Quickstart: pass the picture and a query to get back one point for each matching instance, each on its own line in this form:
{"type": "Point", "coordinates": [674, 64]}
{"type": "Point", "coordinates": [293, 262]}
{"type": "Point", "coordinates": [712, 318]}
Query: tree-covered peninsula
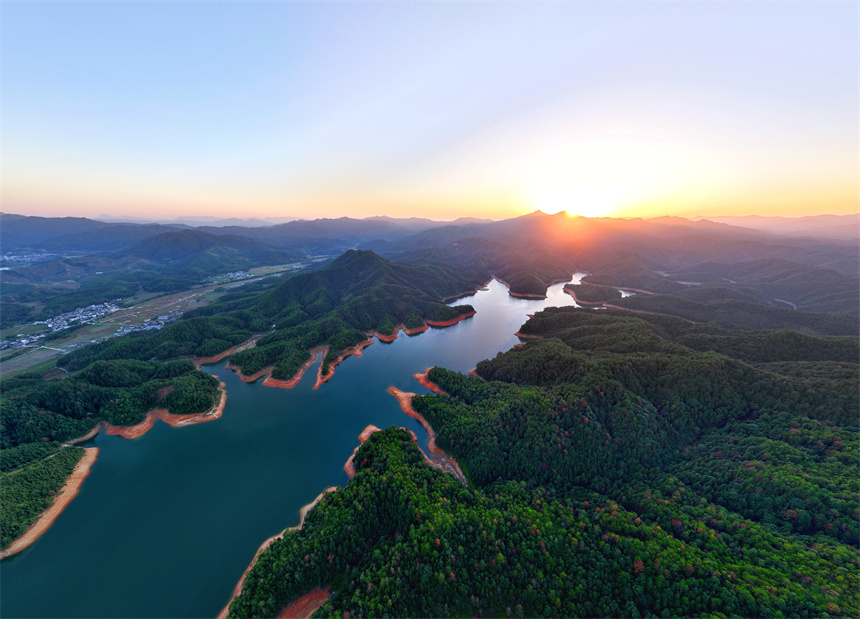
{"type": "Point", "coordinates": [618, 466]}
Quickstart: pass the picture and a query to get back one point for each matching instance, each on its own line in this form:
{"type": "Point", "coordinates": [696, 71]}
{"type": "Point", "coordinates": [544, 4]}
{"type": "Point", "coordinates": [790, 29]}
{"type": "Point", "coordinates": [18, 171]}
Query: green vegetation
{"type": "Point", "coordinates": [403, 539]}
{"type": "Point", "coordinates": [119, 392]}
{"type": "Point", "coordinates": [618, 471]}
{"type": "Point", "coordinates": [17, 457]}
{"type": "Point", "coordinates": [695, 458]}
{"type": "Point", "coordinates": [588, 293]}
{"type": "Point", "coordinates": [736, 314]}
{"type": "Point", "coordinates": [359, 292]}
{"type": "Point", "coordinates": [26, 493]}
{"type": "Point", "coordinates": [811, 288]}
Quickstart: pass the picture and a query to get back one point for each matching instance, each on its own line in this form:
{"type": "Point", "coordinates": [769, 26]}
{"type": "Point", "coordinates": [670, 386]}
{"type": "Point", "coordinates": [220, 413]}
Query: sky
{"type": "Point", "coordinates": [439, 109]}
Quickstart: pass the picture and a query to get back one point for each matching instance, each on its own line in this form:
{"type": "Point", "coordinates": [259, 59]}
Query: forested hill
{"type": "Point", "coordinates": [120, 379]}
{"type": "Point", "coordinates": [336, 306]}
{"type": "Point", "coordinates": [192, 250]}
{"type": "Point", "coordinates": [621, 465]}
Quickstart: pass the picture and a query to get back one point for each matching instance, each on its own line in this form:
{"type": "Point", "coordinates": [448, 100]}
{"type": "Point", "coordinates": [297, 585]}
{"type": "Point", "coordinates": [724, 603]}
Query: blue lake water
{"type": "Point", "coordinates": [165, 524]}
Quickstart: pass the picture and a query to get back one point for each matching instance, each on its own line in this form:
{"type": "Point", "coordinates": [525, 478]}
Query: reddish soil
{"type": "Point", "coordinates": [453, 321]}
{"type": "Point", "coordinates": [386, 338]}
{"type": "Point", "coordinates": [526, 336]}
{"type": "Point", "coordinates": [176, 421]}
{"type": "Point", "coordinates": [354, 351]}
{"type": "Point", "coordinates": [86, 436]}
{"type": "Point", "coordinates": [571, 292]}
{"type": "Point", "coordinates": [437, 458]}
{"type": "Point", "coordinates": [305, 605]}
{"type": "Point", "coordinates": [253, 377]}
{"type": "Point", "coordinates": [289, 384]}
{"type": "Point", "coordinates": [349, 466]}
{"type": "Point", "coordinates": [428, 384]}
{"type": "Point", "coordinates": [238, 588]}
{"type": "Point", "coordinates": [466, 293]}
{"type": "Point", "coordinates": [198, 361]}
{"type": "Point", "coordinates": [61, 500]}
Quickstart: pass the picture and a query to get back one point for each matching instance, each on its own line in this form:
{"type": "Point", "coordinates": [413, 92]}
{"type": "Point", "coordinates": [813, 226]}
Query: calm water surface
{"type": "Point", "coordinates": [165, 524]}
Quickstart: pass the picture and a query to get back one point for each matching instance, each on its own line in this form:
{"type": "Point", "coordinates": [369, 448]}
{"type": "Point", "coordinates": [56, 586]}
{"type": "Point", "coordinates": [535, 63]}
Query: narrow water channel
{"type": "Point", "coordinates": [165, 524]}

***

**WRITTEN REQUEST:** List each line in the material that contains the word "water". Matching is case-sensitive.

**RESULT OF THIS EXERCISE:**
Query: blue lake water
Query: calm water surface
Query: narrow water channel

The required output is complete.